> _PAGE_
===============
What does /his/ think of James W. Loewen, author of "Lies My Teacher Told Me"?
Originally published in 1995, "Lies My Teacher Told Me" was required reading for my high school's American history class, so the content set the tone for the curriculum. I speculate the time I read that book (2004-2005) coincided with cultural progressivism's gaining traction from the Bush years. Progressives had decades of significant victories, especially in the 90s of which this book a product on that era's zeitgeist. Gore's loss and the outburst of Jingoism post-9/11 galvanized progressives to push for a bigger paradigm shift. They were hopeful Obama would bring back the Clinton years, but failed, especially now with our President elect.
Anyway...
===============
[Recorded data]
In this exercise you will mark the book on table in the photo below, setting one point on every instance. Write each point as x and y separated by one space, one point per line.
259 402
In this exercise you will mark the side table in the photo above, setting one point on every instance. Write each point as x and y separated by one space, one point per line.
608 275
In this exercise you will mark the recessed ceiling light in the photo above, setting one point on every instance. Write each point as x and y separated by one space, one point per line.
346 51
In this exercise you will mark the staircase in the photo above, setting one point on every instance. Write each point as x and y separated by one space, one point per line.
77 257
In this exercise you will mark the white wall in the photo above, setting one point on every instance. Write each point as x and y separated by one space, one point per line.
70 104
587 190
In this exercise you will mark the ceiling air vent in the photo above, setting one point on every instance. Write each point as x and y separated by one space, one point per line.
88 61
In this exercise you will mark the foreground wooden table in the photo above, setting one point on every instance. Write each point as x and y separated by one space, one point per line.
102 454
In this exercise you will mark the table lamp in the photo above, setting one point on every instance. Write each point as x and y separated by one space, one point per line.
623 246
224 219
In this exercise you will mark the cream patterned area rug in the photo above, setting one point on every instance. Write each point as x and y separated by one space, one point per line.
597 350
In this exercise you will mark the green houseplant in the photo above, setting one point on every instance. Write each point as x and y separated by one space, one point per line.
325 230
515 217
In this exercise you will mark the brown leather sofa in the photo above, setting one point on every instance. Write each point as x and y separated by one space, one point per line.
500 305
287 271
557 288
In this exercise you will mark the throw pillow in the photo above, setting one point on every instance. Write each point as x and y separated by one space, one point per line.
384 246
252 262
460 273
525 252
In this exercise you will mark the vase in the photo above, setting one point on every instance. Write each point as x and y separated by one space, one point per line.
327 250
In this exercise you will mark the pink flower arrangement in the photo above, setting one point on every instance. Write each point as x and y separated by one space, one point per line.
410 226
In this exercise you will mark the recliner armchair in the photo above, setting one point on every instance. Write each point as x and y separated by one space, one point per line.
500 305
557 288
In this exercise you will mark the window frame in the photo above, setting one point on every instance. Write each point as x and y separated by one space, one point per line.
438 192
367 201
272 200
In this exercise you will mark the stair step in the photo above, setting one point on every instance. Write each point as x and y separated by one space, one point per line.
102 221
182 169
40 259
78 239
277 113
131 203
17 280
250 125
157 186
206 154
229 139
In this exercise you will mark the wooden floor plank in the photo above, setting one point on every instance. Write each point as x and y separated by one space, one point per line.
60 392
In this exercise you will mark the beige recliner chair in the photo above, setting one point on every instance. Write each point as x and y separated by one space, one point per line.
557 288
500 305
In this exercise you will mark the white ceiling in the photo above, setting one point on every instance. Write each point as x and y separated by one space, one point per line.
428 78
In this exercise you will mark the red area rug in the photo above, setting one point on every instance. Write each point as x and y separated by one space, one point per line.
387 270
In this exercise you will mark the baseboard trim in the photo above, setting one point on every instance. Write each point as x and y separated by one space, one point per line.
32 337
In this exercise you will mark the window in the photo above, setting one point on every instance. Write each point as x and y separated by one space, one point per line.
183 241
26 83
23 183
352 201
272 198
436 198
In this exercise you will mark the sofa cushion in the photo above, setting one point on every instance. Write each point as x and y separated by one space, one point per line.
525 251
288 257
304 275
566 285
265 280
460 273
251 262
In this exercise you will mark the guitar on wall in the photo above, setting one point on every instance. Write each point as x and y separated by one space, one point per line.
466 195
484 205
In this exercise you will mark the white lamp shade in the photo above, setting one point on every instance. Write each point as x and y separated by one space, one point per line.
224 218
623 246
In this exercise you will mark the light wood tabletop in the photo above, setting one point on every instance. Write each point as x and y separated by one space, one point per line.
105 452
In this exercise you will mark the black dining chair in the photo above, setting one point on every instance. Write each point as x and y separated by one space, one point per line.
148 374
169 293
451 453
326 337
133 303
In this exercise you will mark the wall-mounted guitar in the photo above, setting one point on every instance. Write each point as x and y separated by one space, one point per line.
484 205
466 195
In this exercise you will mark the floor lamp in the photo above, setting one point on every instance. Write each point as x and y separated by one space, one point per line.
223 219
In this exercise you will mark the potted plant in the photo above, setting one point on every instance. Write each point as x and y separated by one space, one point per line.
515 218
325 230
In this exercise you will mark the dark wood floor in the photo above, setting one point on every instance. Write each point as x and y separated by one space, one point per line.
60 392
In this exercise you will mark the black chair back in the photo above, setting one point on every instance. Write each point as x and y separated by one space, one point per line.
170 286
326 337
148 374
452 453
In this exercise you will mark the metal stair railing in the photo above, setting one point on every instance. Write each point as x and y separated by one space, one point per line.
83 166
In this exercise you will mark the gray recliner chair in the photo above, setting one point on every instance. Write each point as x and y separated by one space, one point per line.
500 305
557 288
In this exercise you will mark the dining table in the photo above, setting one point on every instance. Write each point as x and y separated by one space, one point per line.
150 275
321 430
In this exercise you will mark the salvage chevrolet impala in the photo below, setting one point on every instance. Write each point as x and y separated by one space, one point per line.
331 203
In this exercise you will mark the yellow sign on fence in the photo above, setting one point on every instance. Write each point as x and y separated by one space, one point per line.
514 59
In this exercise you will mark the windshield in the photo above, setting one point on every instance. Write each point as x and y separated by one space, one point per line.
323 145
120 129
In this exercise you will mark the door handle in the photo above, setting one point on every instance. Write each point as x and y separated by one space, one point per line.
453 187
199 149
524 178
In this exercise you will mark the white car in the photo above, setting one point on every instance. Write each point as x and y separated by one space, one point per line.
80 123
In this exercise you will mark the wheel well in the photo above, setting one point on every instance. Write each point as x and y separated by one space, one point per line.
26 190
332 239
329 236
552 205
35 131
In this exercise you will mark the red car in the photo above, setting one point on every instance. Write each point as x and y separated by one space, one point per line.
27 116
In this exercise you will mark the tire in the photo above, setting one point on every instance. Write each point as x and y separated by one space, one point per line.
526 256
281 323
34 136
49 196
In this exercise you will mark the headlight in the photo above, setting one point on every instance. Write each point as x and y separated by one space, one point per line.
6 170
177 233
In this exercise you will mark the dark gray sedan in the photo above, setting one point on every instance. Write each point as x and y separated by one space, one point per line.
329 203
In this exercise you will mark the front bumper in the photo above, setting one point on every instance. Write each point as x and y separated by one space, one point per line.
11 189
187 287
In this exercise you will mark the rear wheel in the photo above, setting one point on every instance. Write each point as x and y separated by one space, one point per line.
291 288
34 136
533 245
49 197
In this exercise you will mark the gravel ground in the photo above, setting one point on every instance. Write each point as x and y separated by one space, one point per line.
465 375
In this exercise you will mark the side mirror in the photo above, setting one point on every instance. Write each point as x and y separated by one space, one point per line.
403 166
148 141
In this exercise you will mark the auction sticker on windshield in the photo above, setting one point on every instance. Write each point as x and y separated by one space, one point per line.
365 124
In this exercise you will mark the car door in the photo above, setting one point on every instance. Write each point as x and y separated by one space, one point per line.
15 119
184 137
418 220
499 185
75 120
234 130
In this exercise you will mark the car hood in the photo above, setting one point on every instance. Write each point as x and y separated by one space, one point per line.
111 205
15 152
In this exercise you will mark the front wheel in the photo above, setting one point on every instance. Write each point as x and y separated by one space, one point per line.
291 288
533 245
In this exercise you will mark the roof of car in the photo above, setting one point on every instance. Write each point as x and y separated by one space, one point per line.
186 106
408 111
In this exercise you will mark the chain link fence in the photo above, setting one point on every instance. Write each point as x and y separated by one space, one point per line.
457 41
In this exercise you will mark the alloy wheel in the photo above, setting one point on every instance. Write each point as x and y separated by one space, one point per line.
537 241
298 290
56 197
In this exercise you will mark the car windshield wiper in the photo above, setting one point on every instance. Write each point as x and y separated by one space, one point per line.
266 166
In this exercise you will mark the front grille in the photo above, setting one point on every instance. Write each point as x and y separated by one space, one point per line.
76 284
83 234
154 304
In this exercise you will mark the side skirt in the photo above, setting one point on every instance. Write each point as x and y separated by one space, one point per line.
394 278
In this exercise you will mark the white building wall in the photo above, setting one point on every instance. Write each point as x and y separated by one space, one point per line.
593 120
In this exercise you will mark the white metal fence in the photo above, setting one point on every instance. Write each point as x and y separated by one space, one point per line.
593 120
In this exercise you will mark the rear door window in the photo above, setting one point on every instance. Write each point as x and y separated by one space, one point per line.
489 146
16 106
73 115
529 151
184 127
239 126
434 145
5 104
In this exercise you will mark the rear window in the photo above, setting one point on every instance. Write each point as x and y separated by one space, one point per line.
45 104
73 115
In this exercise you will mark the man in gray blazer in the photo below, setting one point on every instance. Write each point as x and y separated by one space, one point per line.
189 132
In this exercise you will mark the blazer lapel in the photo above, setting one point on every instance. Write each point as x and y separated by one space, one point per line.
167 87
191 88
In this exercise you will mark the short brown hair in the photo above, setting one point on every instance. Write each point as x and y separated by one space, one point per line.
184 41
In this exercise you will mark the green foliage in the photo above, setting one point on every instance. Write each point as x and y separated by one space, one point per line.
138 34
===============
> _SET TASKS_
[1] Answer these questions about the post on "Lies My Teacher Told Me":
(a) In what year was the book originally published?
(b) During which years did the writer read it?
(c) For which class was it required reading?
[2] Gather every line of the listing that contains the word "white".

> _RESPONSES PER TASK_
[1]
(a) 1995
(b) 2004-2005
(c) The writer's high school American history class

[2]
In this exercise you will mark the white wall in the photo above, setting one point on every instance. Write each point as x and y separated by one space, one point per line.
In this exercise you will mark the white ceiling in the photo above, setting one point on every instance. Write each point as x and y separated by one space, one point per line.
In this exercise you will mark the white lamp shade in the photo above, setting one point on every instance. Write each point as x and y separated by one space, one point per line.
In this exercise you will mark the white car in the photo above, setting one point on every instance. Write each point as x and y separated by one space, one point per line.
In this exercise you will mark the white building wall in the photo above, setting one point on every instance. Write each point as x and y separated by one space, one point per line.
In this exercise you will mark the white metal fence in the photo above, setting one point on every instance. Write each point as x and y separated by one space, one point per line.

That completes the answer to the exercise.